— Start —

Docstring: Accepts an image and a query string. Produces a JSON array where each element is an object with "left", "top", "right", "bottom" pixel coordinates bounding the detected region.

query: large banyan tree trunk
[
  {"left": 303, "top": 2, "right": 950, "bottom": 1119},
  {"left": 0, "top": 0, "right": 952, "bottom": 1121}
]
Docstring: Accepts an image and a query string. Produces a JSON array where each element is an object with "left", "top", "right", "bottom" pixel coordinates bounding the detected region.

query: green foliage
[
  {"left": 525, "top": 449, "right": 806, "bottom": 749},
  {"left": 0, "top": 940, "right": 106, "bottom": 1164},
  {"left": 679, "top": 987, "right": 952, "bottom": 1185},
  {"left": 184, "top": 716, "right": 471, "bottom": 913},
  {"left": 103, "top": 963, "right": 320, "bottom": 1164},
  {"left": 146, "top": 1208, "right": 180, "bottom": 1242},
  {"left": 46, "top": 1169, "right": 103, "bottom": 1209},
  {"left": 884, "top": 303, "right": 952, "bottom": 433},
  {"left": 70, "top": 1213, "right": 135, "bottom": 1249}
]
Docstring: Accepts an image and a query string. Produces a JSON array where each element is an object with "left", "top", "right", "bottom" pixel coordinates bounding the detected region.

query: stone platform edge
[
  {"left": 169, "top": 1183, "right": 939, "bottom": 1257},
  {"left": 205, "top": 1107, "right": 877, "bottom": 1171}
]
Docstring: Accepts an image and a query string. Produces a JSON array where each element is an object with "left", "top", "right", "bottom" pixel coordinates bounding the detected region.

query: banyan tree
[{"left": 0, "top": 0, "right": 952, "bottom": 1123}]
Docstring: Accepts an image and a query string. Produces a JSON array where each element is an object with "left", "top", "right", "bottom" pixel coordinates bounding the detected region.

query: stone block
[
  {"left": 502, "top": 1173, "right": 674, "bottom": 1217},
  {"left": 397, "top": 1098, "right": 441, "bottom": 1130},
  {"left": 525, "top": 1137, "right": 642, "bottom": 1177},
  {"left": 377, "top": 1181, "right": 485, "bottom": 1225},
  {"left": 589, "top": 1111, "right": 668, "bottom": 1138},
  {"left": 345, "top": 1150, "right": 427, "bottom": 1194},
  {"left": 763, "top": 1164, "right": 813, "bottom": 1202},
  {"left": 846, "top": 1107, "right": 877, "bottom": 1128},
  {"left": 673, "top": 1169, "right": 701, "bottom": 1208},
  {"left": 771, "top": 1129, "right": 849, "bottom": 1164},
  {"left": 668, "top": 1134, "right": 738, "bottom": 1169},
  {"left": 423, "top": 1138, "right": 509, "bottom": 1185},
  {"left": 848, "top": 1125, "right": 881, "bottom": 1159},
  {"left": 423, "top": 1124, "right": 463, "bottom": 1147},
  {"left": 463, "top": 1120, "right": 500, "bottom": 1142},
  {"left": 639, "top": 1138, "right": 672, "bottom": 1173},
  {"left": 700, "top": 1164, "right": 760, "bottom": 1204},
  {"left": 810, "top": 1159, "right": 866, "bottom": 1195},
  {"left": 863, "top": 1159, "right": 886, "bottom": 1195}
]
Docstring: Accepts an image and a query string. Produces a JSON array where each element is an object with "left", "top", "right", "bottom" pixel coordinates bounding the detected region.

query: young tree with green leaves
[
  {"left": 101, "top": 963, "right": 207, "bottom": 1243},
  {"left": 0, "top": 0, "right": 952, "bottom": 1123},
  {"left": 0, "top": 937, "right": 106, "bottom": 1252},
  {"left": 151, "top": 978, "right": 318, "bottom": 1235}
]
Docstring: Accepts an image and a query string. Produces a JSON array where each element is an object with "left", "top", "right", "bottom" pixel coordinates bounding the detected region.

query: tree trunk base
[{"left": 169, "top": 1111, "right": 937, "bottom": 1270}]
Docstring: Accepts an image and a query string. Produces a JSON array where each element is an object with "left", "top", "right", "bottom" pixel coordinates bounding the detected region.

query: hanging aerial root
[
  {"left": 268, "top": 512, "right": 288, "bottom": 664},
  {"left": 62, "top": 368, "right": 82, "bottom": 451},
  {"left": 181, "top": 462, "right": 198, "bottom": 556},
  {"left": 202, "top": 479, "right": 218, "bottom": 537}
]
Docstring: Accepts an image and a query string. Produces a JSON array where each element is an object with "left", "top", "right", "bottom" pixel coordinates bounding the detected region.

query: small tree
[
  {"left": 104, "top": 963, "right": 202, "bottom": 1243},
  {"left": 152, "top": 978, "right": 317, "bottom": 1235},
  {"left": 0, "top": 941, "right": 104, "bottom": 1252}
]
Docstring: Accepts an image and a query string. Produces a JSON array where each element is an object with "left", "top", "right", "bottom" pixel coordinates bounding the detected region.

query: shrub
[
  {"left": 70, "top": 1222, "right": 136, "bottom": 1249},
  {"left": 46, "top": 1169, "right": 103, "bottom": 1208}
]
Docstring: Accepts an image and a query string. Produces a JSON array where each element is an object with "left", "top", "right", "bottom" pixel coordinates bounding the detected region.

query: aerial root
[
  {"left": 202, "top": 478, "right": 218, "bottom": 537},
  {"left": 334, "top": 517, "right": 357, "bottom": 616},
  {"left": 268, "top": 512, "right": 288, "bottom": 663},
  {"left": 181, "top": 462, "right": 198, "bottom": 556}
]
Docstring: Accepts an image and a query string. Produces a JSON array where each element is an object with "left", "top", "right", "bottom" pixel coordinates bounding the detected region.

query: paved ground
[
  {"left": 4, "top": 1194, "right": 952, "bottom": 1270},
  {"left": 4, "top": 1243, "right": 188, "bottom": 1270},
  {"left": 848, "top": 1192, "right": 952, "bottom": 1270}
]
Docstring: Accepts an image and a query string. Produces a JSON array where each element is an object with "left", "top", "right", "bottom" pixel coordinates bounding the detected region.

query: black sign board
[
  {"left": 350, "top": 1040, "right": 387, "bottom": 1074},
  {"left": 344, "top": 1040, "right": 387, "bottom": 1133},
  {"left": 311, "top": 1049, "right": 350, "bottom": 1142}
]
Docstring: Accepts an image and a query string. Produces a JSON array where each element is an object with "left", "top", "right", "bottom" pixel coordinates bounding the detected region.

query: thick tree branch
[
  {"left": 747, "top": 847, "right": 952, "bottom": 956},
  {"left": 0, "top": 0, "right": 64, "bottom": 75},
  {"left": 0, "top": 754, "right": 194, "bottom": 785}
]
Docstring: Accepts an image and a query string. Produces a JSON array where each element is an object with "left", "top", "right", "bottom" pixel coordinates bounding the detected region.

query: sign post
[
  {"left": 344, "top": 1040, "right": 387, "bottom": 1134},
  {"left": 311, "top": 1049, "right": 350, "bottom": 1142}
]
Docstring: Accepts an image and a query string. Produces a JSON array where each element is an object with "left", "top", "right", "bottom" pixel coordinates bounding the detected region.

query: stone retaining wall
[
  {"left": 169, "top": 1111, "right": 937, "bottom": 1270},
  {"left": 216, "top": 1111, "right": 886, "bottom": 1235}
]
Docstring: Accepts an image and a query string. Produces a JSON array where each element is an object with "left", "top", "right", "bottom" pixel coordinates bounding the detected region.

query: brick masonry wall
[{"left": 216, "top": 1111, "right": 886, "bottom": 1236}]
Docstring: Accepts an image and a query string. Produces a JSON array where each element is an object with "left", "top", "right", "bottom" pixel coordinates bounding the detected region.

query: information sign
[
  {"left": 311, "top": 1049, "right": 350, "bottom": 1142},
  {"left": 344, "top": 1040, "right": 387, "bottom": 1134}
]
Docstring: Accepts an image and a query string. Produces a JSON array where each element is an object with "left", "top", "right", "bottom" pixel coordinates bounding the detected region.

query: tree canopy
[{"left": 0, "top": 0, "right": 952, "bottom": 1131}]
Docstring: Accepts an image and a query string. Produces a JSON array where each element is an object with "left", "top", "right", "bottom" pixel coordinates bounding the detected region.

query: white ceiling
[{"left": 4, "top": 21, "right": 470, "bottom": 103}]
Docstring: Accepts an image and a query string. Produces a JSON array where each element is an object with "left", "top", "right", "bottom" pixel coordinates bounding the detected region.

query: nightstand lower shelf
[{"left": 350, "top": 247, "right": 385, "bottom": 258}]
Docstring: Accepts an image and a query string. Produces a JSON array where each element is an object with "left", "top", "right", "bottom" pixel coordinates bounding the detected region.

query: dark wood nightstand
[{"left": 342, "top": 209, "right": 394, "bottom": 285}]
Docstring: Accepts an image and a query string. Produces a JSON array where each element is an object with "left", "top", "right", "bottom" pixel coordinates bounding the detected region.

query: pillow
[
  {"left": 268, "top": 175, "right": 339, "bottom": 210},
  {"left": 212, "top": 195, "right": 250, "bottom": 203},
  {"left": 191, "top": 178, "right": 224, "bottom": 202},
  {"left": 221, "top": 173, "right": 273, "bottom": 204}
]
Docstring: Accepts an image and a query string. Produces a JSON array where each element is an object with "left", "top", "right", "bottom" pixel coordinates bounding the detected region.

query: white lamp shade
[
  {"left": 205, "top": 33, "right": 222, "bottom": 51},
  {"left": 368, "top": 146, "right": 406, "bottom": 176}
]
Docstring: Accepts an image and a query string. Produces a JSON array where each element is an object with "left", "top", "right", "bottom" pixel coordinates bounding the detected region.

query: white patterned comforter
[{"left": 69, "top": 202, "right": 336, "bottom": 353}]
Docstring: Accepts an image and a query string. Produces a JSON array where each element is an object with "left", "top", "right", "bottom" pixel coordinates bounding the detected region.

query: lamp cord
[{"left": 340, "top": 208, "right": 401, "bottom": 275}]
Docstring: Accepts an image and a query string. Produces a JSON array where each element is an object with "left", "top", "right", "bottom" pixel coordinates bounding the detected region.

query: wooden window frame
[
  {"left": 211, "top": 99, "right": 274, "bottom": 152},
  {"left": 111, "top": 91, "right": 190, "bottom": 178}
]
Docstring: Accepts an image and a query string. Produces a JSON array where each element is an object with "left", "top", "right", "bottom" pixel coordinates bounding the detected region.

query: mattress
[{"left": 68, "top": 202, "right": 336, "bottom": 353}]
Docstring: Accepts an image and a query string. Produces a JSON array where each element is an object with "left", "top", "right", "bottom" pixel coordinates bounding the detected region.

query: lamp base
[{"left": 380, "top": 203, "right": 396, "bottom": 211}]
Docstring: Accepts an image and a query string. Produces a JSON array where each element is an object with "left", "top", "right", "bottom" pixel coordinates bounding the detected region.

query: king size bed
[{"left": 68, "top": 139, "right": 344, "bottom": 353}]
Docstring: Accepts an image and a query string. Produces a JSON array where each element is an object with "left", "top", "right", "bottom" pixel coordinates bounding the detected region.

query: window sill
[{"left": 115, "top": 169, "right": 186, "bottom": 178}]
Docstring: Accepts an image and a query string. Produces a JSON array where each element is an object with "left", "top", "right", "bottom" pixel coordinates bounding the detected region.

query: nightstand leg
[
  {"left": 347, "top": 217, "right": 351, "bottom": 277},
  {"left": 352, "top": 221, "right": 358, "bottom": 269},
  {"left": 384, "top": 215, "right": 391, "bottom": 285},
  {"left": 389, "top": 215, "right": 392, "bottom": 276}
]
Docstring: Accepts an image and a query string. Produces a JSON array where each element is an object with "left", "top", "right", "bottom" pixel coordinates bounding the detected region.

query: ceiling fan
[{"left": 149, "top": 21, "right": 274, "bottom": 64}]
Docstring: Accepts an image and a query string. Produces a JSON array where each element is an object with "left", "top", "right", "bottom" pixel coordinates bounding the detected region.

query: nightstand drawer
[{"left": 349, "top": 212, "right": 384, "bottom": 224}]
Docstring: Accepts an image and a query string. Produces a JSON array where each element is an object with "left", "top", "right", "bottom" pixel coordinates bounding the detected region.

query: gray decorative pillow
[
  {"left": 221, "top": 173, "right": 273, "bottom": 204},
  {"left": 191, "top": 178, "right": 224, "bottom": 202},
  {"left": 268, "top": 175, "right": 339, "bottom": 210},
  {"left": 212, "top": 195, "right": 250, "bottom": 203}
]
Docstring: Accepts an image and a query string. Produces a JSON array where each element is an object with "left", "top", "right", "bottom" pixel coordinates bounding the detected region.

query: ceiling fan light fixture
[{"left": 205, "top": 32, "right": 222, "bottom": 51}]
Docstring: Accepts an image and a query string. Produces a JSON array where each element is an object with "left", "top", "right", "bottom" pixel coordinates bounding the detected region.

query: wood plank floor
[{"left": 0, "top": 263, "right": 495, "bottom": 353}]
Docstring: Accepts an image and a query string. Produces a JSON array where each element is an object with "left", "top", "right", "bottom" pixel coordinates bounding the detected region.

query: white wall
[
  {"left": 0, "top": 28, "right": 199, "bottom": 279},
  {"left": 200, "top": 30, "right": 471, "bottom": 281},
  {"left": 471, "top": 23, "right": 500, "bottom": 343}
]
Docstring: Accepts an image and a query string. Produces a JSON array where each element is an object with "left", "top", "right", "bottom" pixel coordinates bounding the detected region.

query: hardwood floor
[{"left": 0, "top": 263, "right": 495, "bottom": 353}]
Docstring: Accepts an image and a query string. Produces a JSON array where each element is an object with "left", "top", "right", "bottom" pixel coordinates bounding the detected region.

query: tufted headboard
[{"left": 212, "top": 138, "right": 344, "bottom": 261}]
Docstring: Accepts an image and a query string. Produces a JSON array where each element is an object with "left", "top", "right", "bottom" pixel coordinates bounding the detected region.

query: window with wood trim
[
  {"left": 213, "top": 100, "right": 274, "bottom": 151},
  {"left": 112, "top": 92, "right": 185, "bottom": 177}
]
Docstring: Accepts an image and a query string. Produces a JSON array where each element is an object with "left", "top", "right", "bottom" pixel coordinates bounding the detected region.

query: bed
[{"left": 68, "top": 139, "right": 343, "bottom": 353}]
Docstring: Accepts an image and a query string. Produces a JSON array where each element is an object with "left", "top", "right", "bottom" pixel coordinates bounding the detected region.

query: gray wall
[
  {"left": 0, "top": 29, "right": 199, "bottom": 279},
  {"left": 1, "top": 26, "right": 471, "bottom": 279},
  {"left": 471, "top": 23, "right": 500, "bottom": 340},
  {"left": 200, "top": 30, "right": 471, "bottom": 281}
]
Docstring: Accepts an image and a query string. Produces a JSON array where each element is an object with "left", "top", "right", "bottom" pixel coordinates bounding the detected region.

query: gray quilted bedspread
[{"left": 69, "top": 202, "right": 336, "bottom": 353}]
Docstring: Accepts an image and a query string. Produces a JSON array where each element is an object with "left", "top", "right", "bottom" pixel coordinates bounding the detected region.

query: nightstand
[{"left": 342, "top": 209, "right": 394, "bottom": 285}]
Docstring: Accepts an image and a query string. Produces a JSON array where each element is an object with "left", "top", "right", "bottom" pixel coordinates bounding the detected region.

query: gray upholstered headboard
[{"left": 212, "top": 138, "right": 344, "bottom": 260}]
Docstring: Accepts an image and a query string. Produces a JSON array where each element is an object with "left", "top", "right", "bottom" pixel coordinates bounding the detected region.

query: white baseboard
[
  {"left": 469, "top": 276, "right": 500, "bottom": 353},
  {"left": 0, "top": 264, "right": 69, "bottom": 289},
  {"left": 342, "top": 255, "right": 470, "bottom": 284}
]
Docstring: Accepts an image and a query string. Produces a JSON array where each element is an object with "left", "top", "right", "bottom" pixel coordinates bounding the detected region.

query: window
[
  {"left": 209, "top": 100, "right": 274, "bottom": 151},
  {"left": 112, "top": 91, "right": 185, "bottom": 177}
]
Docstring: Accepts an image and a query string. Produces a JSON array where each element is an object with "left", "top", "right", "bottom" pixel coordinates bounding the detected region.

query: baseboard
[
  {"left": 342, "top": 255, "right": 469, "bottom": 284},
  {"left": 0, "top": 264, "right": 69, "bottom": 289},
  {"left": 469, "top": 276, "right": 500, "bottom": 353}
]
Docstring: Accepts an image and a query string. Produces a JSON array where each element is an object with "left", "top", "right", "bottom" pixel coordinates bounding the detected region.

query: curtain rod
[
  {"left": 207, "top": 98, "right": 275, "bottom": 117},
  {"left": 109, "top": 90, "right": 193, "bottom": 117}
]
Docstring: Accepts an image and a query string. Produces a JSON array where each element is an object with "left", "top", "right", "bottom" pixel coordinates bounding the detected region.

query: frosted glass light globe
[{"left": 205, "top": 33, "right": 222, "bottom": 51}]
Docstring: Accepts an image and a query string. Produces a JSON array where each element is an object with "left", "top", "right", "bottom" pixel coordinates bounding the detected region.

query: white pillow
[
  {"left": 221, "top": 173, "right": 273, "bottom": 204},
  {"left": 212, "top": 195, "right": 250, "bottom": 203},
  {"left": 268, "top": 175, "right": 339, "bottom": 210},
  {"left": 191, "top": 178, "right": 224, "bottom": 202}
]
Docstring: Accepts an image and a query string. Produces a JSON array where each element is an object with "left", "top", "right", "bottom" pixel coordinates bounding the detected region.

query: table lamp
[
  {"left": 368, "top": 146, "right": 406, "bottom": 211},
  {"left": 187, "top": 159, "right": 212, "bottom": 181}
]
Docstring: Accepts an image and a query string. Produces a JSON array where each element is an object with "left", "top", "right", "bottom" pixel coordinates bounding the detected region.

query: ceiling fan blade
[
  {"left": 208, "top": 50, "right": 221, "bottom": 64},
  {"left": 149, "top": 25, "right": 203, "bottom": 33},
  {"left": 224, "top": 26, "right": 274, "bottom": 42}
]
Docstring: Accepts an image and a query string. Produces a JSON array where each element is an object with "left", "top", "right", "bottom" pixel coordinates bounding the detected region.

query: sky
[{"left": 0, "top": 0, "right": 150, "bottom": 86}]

— End —

Prompt
How many lines in the material above contain the string "pillow"? Reply with the number alone.

Expected answer
3